Tuesday, November 15, 2005

Throwing myself at Brel

Four songs solo. Amsterdam, Fanette, Next (Au Suivant) and Statue. Amsterdam is the star... it's a simple song, but yet, not... like many of Brel's songs, it's a combination of a certain poetry with a simple chordal structure that drives the songs: repetition and rhythm and accelleration. At the end of the song you throw yourself over this cliff and you're left with.... with what? Perhaps as a listener you're left with the sense of a long silence as they fall into the next song.

Been watching DVD's of the man himself (mostly his goodbye performance at the Olympia). Brel in performance is fascinating. I've never seen a singer like him. Apart from a great voice and the belief in the song he also created these extravagant gestures to illustrate the songs. Normally I avoid any representation... if the song is good, if the words and music succeed in meaning something, then the song is going to work by itself: I shouldn't need to point out the stars when I'm singing about the night sky. However Brel's gesture's are grand, theatrical movements. Even with the sound turned off he's fabulous to watch. OK, sometimes (the DVD had a whole bunch of TV appearances that were less successful) I found myself thinking 'just sing the bloody song', but that was mostly under strange 'live' studio conditions when he seems less inspired.

We have two shows left and then we'll see what happens with the producers in the new year. Hopefully we'll be performing into the spring....

Sunday, November 13, 2005

thanks John

Just returned from a tiny cafe poetry reading by John Giorno. Must have been fewer then 20 people in the audience to see this giant of performance poetry. Thank you John Giorno. I go on stage tomorrow night and sometimes I wonder if what believe about performing is shared ... is somehow on the right road...that you have to give and give and give, and you have to take chances, and you have to expose yourself, and you have to be there, all your faults and attributes making you what you are... that generosity and daring count and technique is the smallest portion. And there was John Giorno, who I remember from his Giorno Poetry Systems record: "Sugar, Alcohol and Meat" with Kathy Acker, Ginsberg, Burroughs... and I lay in the dark and played it over and over and wanted to be some kind of artist of words and ideas.... and there was John Giorno, older, silver haired, pot bellied, handsome, strange, eyes closed, eyes shining, dancing as he sang and spoke his way through his poems and texts. Believing. Being there.

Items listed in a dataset
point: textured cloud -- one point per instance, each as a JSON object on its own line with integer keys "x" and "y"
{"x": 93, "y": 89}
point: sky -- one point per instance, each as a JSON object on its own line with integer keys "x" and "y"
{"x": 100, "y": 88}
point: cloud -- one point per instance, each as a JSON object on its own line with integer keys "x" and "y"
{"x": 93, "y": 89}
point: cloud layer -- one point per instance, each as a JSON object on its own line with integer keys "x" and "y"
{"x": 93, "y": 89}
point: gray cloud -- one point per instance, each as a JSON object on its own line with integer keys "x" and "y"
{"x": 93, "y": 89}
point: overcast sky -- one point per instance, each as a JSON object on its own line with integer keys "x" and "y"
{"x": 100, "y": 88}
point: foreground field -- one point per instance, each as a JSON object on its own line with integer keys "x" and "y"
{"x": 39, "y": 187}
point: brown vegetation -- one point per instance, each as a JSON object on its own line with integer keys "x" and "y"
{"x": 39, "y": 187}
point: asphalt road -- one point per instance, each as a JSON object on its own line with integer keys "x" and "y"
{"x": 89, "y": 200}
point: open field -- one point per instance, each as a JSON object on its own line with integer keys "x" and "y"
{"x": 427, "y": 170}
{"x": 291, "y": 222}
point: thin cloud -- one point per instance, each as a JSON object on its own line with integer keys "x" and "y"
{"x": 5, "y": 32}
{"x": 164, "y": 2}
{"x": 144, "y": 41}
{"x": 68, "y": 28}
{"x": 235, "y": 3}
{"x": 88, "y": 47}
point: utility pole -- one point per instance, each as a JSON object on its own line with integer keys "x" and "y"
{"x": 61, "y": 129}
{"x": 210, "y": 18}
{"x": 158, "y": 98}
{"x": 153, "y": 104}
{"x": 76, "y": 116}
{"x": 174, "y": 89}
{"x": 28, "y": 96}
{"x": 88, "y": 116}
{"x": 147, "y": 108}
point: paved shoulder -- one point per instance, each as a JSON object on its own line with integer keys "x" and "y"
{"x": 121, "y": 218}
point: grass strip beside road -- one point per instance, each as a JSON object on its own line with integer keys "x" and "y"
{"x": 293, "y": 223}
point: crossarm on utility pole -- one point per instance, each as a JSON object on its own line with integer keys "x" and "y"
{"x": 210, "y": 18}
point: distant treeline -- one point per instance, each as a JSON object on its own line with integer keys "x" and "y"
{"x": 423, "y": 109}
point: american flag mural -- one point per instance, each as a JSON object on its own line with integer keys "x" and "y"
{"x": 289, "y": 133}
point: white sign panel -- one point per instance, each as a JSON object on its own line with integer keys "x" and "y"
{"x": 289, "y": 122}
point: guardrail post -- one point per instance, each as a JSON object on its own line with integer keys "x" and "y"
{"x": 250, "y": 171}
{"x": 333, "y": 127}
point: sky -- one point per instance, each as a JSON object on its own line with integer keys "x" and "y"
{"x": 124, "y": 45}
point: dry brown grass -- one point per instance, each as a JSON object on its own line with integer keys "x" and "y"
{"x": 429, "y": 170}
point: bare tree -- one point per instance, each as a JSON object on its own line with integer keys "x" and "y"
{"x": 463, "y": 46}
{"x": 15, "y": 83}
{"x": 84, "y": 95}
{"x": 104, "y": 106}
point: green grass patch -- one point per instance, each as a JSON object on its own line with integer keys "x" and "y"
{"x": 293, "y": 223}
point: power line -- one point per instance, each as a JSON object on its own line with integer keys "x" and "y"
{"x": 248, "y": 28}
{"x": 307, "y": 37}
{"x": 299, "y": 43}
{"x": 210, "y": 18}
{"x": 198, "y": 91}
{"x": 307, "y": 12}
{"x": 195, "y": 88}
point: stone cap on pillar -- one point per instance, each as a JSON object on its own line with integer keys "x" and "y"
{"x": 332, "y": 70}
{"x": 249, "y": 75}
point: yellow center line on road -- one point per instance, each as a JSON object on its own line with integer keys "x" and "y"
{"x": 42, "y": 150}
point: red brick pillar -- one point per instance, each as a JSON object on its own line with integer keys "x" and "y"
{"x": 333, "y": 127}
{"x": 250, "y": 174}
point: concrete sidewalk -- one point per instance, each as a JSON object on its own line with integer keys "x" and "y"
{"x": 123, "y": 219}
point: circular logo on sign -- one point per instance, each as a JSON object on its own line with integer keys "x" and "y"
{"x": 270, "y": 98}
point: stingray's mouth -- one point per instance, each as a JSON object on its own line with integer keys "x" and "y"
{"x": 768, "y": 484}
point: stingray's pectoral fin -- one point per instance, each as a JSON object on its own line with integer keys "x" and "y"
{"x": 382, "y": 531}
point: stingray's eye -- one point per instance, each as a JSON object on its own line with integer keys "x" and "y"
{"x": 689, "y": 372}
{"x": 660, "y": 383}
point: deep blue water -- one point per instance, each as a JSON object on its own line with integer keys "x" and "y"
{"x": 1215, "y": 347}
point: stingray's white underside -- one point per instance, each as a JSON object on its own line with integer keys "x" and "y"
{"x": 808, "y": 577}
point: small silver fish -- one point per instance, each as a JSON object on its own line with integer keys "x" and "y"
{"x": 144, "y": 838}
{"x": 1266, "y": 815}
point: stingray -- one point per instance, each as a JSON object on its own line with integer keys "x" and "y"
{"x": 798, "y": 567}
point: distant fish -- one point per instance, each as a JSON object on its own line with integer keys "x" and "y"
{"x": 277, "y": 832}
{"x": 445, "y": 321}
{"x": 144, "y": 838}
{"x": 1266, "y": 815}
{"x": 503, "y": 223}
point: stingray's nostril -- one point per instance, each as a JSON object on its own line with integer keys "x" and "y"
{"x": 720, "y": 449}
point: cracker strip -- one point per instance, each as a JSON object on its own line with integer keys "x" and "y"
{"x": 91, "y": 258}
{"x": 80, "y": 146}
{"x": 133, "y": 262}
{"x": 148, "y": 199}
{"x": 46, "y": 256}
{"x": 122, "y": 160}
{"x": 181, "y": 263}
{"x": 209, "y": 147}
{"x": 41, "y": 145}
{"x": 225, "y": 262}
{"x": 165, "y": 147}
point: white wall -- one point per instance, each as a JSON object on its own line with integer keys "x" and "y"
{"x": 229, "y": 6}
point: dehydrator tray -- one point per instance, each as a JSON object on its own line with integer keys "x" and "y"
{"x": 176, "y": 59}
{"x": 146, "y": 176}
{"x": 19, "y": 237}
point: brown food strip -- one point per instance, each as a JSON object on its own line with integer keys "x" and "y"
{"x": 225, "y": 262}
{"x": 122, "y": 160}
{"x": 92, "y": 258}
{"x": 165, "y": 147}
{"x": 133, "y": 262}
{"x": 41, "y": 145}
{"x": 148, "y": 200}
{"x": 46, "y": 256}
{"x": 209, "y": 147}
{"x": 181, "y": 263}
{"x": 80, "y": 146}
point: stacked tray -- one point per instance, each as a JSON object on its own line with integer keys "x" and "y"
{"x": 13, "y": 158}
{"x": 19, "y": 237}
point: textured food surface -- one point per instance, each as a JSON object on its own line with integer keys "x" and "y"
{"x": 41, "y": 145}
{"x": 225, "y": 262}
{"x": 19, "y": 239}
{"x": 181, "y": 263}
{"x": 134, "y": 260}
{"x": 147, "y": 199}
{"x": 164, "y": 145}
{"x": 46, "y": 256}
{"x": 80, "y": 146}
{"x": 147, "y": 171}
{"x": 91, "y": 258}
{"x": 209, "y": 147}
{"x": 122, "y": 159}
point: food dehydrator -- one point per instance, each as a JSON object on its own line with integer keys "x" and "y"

#### PROBLEMS TO WORK ON
[1] Quote the blog entries from "Been watching DVD's" to "seems less inspired.".
[2] Answer these from the blog entries:
(a) Which four songs are sung solo?
(b) Which Brel performance makes up most of the DVDs being watched?
(c) What is the title of the Giorno Poetry Systems record that is mentioned?
Rely solely on the blog entries when working with these items.

#### OUTPUTS BY TASK
[1]
Been watching DVD's of the man himself (mostly his goodbye performance at the Olympia). Brel in performance is fascinating. I've never seen a singer like him. Apart from a great voice and the belief in the song he also created these extravagant gestures to illustrate the songs. Normally I avoid any representation... if the song is good, if the words and music succeed in meaning something, then the song is going to work by itself: I shouldn't need to point out the stars when I'm singing about the night sky. However Brel's gesture's are grand, theatrical movements. Even with the sound turned off he's fabulous to watch. OK, sometimes (the DVD had a whole bunch of TV appearances that were less successful) I found myself thinking 'just sing the bloody song', but that was mostly under strange 'live' studio conditions when he seems less inspired.

[2]
(a) Amsterdam, Fanette, Next (Au Suivant) and Statue.
(b) His goodbye performance at the Olympia.
(c) "Sugar, Alcohol and Meat".